■ Your goal
Show each line in the records below that contains the word "mountain", copied in full.

■ Data listing
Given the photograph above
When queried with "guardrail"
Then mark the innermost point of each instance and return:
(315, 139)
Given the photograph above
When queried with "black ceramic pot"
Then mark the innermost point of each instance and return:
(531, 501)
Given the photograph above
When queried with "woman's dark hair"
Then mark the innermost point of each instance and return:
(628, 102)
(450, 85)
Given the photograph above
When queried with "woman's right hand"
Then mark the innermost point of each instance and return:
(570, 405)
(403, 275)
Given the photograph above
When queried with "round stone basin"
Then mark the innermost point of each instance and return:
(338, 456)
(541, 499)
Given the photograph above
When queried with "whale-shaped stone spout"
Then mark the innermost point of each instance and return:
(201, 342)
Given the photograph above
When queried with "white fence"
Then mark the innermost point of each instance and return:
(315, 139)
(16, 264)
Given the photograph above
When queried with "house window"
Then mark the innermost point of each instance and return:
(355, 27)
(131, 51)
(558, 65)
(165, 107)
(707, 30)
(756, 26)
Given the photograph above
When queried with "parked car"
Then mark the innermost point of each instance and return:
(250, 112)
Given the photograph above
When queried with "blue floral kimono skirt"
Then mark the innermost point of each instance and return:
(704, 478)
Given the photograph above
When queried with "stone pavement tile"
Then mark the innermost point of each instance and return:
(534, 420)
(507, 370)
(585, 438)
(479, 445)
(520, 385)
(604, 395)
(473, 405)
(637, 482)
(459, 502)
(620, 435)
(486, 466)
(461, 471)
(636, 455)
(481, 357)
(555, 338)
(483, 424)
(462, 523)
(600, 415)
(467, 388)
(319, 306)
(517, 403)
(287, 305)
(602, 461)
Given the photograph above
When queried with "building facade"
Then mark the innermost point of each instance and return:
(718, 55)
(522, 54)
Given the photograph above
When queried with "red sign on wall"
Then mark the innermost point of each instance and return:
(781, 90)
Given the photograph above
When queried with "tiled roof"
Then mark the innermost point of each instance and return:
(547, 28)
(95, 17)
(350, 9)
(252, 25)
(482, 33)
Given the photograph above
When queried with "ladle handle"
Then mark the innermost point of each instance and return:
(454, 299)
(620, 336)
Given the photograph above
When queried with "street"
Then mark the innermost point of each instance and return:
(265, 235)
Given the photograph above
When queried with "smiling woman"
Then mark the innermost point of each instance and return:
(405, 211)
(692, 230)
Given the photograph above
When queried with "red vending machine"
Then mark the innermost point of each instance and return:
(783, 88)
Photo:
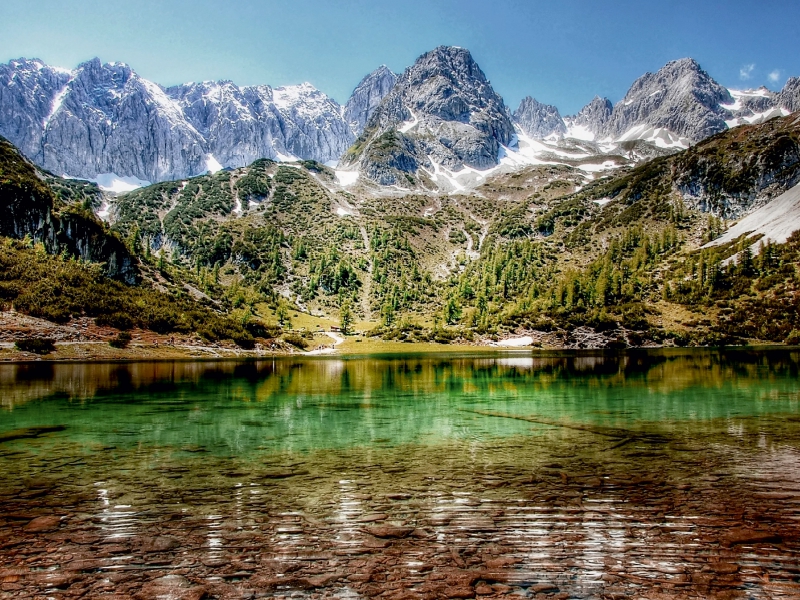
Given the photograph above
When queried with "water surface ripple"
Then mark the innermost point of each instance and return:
(664, 474)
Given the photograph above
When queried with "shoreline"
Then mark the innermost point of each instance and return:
(136, 353)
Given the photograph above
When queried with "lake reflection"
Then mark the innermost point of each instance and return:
(649, 474)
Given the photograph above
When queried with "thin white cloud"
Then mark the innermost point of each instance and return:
(746, 72)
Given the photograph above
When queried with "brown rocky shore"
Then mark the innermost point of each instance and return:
(570, 515)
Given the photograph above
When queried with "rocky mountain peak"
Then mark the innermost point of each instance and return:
(441, 112)
(367, 96)
(591, 119)
(539, 120)
(680, 98)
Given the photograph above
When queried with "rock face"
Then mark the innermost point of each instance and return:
(680, 97)
(591, 120)
(104, 118)
(367, 96)
(442, 112)
(539, 120)
(789, 96)
(241, 125)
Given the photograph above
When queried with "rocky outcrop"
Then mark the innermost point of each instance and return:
(104, 118)
(367, 96)
(591, 119)
(30, 209)
(442, 111)
(789, 96)
(241, 125)
(680, 98)
(539, 120)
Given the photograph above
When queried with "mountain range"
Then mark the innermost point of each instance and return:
(439, 125)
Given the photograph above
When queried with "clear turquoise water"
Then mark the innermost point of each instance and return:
(304, 405)
(647, 475)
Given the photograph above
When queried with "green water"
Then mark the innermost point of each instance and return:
(304, 405)
(670, 473)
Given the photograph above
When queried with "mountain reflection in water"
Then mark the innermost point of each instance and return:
(656, 474)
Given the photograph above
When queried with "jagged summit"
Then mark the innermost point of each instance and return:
(539, 120)
(680, 98)
(441, 112)
(102, 119)
(441, 117)
(367, 96)
(591, 119)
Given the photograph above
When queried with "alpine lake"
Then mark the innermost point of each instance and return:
(649, 474)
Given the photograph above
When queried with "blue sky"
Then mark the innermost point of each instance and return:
(563, 52)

■ Result for this task
When queried with "rocky mountain peak"
When queried with "mountain range"
When queried with "mountain reflection in water"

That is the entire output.